Stored items from a collection
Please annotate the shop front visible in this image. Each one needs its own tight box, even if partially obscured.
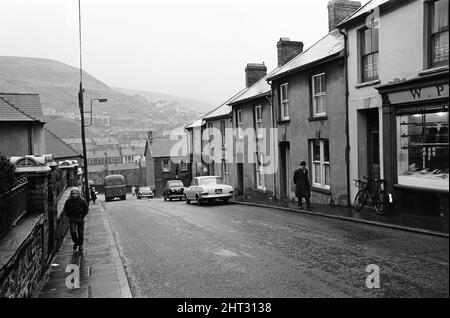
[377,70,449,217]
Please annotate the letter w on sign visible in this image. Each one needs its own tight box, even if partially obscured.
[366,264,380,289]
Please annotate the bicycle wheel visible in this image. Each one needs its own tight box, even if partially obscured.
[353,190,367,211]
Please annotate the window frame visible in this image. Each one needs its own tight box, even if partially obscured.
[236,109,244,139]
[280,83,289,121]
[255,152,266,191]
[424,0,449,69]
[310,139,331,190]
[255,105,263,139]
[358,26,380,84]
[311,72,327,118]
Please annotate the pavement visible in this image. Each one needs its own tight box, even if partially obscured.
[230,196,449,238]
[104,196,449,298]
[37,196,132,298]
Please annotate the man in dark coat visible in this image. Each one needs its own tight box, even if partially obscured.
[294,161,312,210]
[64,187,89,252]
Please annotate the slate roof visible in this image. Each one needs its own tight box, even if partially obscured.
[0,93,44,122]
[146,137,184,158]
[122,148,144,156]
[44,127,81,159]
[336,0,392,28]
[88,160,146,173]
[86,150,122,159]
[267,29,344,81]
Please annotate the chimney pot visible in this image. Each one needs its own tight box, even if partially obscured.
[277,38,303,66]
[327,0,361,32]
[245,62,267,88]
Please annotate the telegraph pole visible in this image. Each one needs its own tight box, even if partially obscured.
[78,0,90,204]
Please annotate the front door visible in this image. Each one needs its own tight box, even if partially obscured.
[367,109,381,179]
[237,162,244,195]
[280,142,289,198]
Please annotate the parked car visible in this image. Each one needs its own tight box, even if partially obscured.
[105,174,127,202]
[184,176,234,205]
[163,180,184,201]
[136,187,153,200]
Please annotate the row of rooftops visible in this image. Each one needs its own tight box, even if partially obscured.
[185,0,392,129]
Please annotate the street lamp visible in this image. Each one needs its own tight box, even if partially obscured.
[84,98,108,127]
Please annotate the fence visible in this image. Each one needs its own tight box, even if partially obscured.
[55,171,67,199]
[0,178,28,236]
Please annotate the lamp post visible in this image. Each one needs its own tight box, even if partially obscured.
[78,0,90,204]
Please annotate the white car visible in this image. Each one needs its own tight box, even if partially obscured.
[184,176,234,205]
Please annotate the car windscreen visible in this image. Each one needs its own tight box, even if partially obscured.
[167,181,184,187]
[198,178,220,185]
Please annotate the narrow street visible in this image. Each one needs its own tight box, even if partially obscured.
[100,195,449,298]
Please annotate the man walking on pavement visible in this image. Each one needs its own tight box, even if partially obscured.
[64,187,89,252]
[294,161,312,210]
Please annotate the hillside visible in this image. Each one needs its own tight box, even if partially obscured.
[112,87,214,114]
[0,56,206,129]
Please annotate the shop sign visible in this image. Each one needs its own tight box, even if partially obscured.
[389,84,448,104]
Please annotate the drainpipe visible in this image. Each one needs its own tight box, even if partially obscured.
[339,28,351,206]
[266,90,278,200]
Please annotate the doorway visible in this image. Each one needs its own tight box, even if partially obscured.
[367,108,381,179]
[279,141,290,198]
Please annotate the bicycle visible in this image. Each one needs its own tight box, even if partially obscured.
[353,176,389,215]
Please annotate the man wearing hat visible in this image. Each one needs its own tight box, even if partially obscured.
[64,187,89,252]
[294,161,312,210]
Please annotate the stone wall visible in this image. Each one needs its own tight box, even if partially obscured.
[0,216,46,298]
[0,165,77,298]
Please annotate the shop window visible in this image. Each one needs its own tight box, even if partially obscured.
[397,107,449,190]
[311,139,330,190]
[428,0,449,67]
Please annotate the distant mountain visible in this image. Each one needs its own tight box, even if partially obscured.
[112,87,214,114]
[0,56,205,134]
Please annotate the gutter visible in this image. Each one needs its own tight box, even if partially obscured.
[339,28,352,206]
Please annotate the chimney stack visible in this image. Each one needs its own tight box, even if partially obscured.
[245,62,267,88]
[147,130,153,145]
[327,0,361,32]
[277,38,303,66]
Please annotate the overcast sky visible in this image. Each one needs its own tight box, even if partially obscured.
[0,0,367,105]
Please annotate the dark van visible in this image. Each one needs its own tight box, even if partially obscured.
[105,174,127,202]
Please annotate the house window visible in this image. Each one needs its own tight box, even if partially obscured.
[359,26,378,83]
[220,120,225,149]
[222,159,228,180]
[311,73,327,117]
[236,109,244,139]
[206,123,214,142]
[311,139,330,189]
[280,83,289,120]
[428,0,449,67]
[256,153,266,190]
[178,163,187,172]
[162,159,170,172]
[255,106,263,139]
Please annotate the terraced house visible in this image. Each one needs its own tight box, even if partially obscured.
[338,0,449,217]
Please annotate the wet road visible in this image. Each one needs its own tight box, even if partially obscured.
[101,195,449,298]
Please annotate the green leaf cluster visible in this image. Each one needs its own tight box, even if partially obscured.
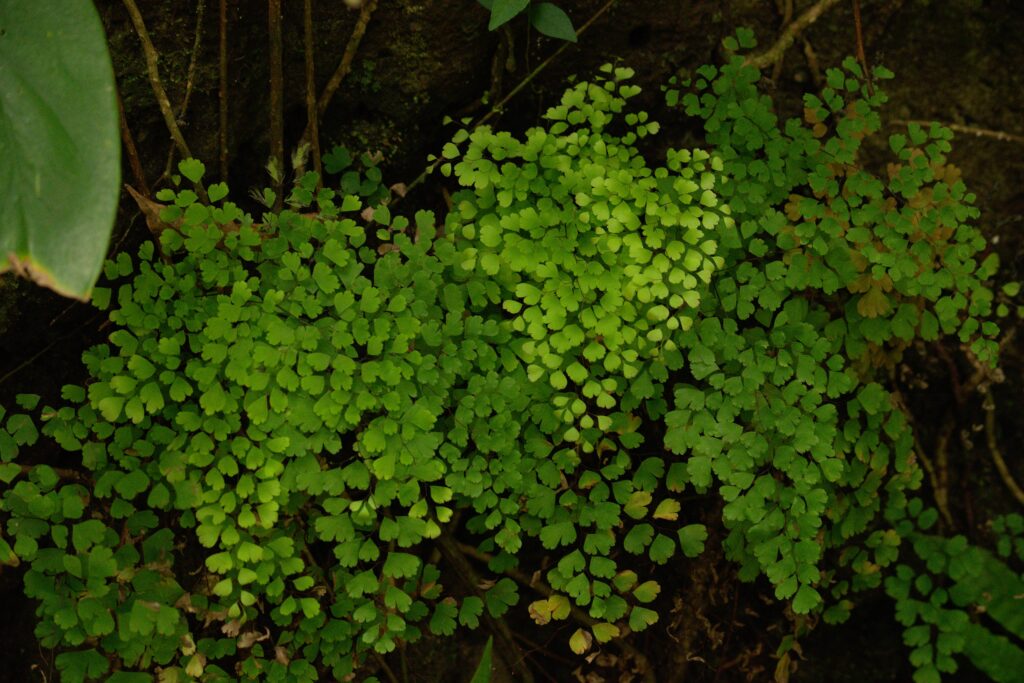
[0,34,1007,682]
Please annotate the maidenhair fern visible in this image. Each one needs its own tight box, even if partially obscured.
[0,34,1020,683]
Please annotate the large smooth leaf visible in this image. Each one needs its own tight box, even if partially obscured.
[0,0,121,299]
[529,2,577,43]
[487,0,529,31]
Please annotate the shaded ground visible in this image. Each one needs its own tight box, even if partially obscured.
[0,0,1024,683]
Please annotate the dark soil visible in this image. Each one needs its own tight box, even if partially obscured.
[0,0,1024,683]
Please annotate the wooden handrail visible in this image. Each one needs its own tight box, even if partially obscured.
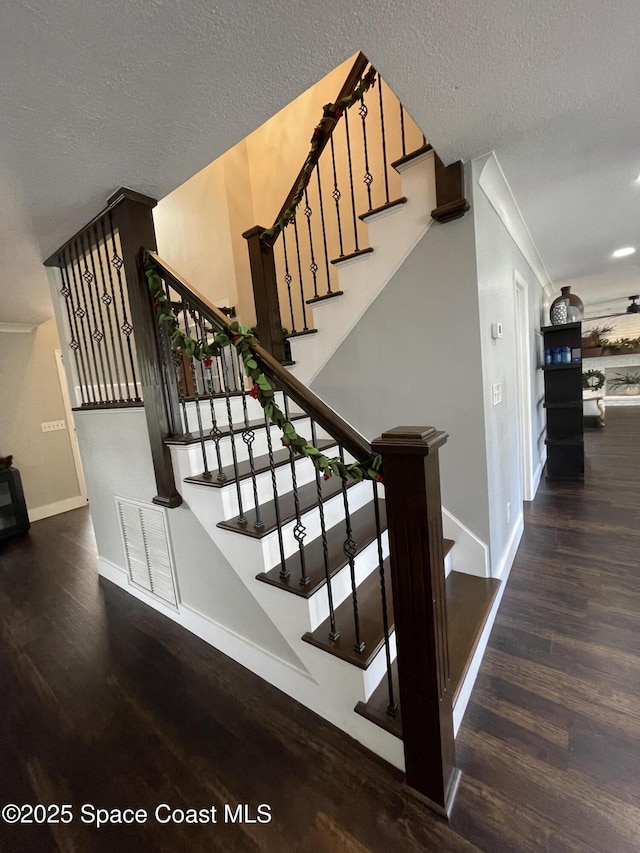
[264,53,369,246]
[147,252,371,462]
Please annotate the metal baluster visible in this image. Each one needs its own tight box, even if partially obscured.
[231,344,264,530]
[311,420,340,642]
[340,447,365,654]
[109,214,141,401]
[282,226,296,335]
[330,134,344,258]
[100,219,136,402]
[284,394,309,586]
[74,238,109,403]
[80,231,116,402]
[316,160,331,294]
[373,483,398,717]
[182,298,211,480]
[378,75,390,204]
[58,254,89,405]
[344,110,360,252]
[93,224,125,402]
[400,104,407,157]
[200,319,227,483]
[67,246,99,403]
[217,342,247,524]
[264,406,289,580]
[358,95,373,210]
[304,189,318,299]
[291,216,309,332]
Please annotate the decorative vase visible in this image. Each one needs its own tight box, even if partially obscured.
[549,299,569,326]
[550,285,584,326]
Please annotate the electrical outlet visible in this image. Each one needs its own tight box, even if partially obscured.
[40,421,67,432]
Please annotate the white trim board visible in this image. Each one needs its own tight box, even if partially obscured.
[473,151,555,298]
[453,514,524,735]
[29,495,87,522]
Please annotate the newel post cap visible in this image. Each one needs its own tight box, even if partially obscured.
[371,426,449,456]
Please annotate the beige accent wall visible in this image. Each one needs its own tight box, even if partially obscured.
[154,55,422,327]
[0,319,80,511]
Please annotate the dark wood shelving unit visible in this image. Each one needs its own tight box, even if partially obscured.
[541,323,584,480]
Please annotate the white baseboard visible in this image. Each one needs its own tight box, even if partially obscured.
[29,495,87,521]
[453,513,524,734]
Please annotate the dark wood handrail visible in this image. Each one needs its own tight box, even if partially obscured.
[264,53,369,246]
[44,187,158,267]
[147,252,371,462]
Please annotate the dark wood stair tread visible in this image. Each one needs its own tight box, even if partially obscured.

WRITTEN TASK:
Copy out all of the rows above again, word for word, with the pictures left out of your answer.

ANSWER BELOW:
Please annotate the shop front visible in this image. Each one needs its own tight box, even if partially obscured.
[377,70,449,217]
Please annotate the letter w on sign visible in this image. Each one needs its own tight box, even if partially obscured.
[366,264,380,289]
Please annotate the bicycle wheel visible in this image. Each one needs its own tight box, even if partially obscured.
[353,190,367,211]
Please annotate the window frame visible in this image. Each one needs its own tight box, even if partially obscured.
[236,109,244,139]
[280,83,289,121]
[255,152,266,191]
[424,0,449,69]
[310,139,331,190]
[255,105,263,139]
[358,26,380,84]
[311,72,327,118]
Please annotate the pavement visible in this image. Each one needs its own tight box, even if partially obscured.
[230,196,449,238]
[104,196,449,298]
[37,196,132,298]
Please annotate the man in dark coat visible in this image. Each one needs its own tight box, even if partially obscured.
[294,161,312,210]
[64,187,89,252]
Please annotate the slate roof visible in this image. Each one needs its own tight box, even if partially obscured.
[0,93,44,122]
[146,137,184,158]
[122,148,144,156]
[44,127,81,159]
[336,0,392,28]
[88,160,146,173]
[86,150,122,159]
[267,29,344,81]
Please annotate the chimney pot visible in this image. Each one needs its own tight box, even if partially obscured.
[277,38,303,66]
[327,0,361,32]
[245,62,267,88]
Please annotate the telegraph pole visible in this image. Each one needs its own tight box, even if partially obscured.
[78,0,90,204]
Please annotate the front door visible in this image. Each one needs its own tight box, even if partially obscured.
[367,109,381,179]
[237,162,244,195]
[280,142,289,198]
Please annotate the parked car visible in this image. Each one needs its own tight box, even if partially obscured.
[105,174,127,202]
[184,176,234,205]
[163,180,184,201]
[136,187,153,200]
Please annotate the row of rooftops visible in this image. Each one needs its own tight box, even if partially obscured.
[185,0,392,129]
Please annotate the street lamp visible in this image. Each one needs its own tight box, even if partially obscured.
[84,98,108,127]
Please annotate the fence visible in this image. Each one needs its own tight box, even if partially obscured.
[55,171,67,199]
[0,178,28,236]
Please annotate the lamp post visible in this image. Each one needs its own tight box, even if partially obscured.
[78,0,90,204]
Please annotate the white car visible in this image. Each one needs its own tight box, even if partially obscured.
[184,176,234,205]
Please annotate the car windscreen visible in this image. Each one needs its own tight box, even if partially obscured.
[167,181,184,187]
[198,178,220,185]
Please annotate the narrow street visible in this image. Each one needs its own tight box, even if partially obscured.
[100,195,449,298]
Please annotate the man walking on pavement visible in this image. Each one needs its own tight box, even if partially obscured.
[64,187,89,252]
[294,161,312,210]
Please annotate the hillside visible in this image. Each one needs its own tight box, even if partially obscured.
[112,87,214,114]
[0,56,206,129]
Please annotate the shop sign visible in this image. Each one needs its own tight box, even if partially obscured.
[389,84,448,104]
Please annotate the drainpipe visible in this image. Each one needs its own tight box, even if partially obscured.
[339,28,351,206]
[266,90,278,200]
Please annotate the doorway visible in this image. Each one needs its own tight box, even if partially obscured.
[367,108,381,179]
[279,141,290,198]
Please annotate the bicycle visible in this image. Each one needs its own tight box, even if partially obscured.
[353,176,389,215]
Please annotate the man wearing hat visible in this image. Each one needs its own tight box, even if partially obscured.
[64,187,89,252]
[294,161,312,210]
Please annotate the stone wall visible in this image. Each one needs its own tight box, even if partially obscured.
[0,216,46,298]
[0,165,77,298]
Please annotate the shop window visible in this image. Each one needs its own tight box, even if partially obscured.
[397,107,449,190]
[311,139,330,190]
[428,0,449,67]
Please annotate the distant mountain visible in this image. Each one needs its own tight box, even if partially obscured.
[112,87,214,114]
[0,56,205,134]
Please annotate the gutter visible in this image. Each one needs its own tight box, even if partially obscured.
[339,28,352,206]
Please annotate the chimney stack visible in this image. Each one needs its own tight box, even if partially obscured.
[245,62,267,88]
[147,130,153,145]
[327,0,361,32]
[277,38,303,66]
Please annotate the overcast sky visible in this image. Each one needs its own tight box, even if partially obscured.
[0,0,367,105]
Please annotate the dark van visible in this image. Each one needs its own tight box, even if partially obscured.
[105,174,127,202]
Please annotate the house window visible in this image. Each one needs its own tight box, even if partially obscured.
[359,26,378,83]
[220,120,225,149]
[222,159,228,180]
[311,73,327,117]
[236,109,244,139]
[206,123,214,142]
[311,139,330,189]
[280,83,289,120]
[428,0,449,67]
[256,153,266,190]
[178,163,187,172]
[162,159,170,172]
[255,106,263,139]
Please annotate the terraced house visible in this image. Each one needs its own tight box, even if partially obscured.
[338,0,449,217]
Please annotate the wet road visible in this image. Each one needs its own tight box, even if partially obscured.
[101,195,449,298]
Please annotate the green leaf cluster visible in this image. Each one needs its own tight box, even if partially obscured.
[0,34,1007,682]
Please annotate the maidenhair fern visible in this image. Each one needs its own tight box, even if partially obscured.
[0,34,1020,683]
Please annotate the large smooth leaf visible in this image. Each one needs its own tight box, even if partially obscured.
[0,0,121,299]
[529,2,577,43]
[487,0,529,31]
Please annotate the shaded ground visible in this image. Each one needs its own tight box, even if partially obscured.
[0,0,1024,683]
Please annotate the dark soil visible in this image. Each one needs its own tight box, even if partially obscured.
[0,0,1024,683]
Please annotate the wooden handrail visible in this image. Each one needs its own tight box, even if partially obscured.
[264,53,369,246]
[147,252,371,462]
Please annotate the metal baluster visible in this image. Each one needs its own tight box, even if partially obscured.
[231,344,264,530]
[311,420,340,642]
[340,447,365,654]
[109,214,141,401]
[282,226,296,335]
[330,134,344,258]
[100,219,136,402]
[284,394,309,586]
[74,238,109,403]
[80,231,116,402]
[316,160,331,294]
[373,483,398,717]
[182,298,211,480]
[378,75,390,204]
[58,254,89,405]
[344,110,360,252]
[93,224,125,402]
[400,104,407,157]
[200,319,227,483]
[67,246,99,403]
[217,342,247,524]
[264,406,289,580]
[358,95,373,210]
[304,189,318,299]
[291,216,309,332]
Please annotate the decorative vase visible in this image. Each one needs its own tight box, even if partially obscured.
[549,299,569,326]
[550,285,584,326]
Please annotate the electrical outlet visible in this image. Each one needs its own tight box, even if partially obscured.
[40,421,67,432]
Please annotate the white trim board visible in this image. Each one needs its own tight box, even if partially obscured.
[473,151,555,298]
[453,514,524,735]
[29,495,87,522]
Please annotate the newel post cap visible in this image. Each one needs its own tight box, even if partially obscured.
[371,426,449,456]
Please annotate the beige accent wall visible in this image. Each one needs its own tight box, even if partially obscured.
[154,55,422,327]
[0,319,80,511]
Please annotate the dark wood shelving unit visible in this image. Each one needs its own tight box, even if partially obscured.
[541,323,584,480]
Please annotate the white baseboard visible in this image. Each one needs its own tight box, even if partially obscured.
[29,495,87,521]
[453,513,524,734]
Please annotate the dark wood handrail visible in this image. Each one needs its own tight box, even if partially obscured.
[264,53,369,246]
[44,187,158,267]
[147,252,371,462]
Please annotate the dark wood stair tread visible in this image. Each one needs its own tight box, even if partially obscured.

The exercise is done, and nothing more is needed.